§ **REQUIRED WORK**: An exact copy of every record, without the pictures, is what should come back.

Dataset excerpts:
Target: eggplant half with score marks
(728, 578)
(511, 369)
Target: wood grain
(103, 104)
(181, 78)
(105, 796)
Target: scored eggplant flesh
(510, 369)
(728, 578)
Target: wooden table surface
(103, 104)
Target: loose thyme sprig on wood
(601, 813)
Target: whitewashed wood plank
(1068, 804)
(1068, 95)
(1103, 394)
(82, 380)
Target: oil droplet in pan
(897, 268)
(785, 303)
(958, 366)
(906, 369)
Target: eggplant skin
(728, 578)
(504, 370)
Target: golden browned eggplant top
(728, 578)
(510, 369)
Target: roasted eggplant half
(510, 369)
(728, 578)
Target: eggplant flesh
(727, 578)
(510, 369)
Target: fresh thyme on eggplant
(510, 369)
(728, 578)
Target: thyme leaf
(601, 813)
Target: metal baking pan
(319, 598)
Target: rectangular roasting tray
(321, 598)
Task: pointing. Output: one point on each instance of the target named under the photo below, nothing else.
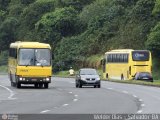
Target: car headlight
(97, 78)
(83, 78)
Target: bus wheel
(18, 85)
(45, 85)
(107, 78)
(122, 77)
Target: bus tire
(122, 77)
(107, 77)
(40, 85)
(18, 85)
(36, 85)
(45, 85)
(99, 86)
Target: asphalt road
(63, 98)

§ **SOLUTION BELOW**:
Target: eggplant half with score marks
(728, 578)
(511, 369)
Target: wood grain
(103, 104)
(181, 78)
(105, 796)
Target: scored eggplant flesh
(510, 369)
(728, 578)
Target: wooden table surface
(103, 104)
Target: loose thyme sprig on wood
(601, 813)
Target: whitewashed wood plank
(1068, 804)
(1068, 95)
(1103, 394)
(82, 380)
Target: oil droplet in pan
(897, 268)
(785, 303)
(958, 366)
(906, 369)
Target: eggplant skin
(728, 578)
(504, 370)
Target: golden browned eggplant top
(728, 578)
(510, 369)
Target: roasted eggplant half
(510, 369)
(728, 578)
Target: eggplant flesh
(727, 578)
(510, 369)
Target: fresh thyme on eggplant
(510, 369)
(728, 578)
Target: thyme leaf
(601, 813)
Target: metal baking pan
(319, 598)
Target: rectangular roasting tray
(321, 598)
Task: pointing. Output: one point on each instance of the target named under the photo below, nothing else.
Target: car headlight
(97, 78)
(83, 78)
Target: bus wheel
(18, 85)
(45, 85)
(107, 78)
(122, 77)
Target: bus tire
(122, 77)
(107, 77)
(40, 85)
(18, 85)
(36, 85)
(45, 85)
(99, 86)
Target: asphalt road
(63, 98)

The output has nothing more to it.